_INPUT FOR THIS TASK:_
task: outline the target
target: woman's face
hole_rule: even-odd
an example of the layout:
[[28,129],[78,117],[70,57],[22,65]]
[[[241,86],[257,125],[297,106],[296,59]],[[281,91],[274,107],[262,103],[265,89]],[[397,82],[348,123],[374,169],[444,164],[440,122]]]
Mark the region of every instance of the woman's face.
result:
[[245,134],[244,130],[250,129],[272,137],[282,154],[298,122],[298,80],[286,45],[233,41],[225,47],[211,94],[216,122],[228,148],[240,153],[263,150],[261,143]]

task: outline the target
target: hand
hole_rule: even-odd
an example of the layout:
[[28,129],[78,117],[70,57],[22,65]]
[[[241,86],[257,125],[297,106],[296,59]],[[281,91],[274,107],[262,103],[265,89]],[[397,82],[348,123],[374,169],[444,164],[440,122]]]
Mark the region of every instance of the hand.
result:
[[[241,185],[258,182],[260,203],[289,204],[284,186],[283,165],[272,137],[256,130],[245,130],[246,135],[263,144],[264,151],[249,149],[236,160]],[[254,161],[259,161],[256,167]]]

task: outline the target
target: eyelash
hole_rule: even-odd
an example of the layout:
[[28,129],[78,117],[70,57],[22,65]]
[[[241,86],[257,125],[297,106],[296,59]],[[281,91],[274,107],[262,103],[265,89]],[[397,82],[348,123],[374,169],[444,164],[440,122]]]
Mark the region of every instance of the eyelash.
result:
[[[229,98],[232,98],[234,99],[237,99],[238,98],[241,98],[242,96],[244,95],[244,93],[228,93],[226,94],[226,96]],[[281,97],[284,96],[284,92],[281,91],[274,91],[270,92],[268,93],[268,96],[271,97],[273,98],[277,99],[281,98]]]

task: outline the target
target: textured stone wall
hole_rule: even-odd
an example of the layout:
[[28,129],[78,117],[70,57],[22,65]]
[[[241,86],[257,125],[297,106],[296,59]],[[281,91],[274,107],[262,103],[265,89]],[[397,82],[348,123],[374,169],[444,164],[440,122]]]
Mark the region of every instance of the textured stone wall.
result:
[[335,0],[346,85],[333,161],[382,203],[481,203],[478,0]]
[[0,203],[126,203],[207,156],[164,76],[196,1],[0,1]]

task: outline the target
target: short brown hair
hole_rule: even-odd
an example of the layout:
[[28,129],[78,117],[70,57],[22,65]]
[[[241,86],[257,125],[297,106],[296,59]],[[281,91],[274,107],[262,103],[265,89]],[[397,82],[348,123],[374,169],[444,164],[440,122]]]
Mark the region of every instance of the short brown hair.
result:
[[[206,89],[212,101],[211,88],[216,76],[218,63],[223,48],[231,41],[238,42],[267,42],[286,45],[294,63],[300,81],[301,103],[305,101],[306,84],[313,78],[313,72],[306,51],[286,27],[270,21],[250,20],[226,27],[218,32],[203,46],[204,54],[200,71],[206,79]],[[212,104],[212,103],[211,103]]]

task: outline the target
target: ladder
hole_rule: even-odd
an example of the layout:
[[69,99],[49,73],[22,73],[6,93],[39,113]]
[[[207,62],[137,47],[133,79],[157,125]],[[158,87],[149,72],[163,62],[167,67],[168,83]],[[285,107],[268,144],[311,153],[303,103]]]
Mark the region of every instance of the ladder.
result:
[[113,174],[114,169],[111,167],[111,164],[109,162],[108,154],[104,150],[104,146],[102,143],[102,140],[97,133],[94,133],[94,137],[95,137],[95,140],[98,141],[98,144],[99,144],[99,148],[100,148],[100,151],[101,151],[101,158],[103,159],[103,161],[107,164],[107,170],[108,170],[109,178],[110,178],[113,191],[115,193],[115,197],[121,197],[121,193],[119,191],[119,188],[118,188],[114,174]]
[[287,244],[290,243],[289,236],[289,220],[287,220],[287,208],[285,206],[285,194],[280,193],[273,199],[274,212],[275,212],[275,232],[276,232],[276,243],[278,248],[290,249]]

_GIVEN EXERCISE:_ Copy out every line of the entries above that contains the word "region", in the order the lines appear, with no other lines.

_ANSWER TO THIS EXERCISE:_
Mark the region of every instance of the woman's face.
Mark the region of every instance of the hand.
Mark the region of every instance of the eyelash.
Mark the region of every instance of the textured stone wall.
Mark the region of every instance of the short brown hair.
Mark the region of every instance of the ladder.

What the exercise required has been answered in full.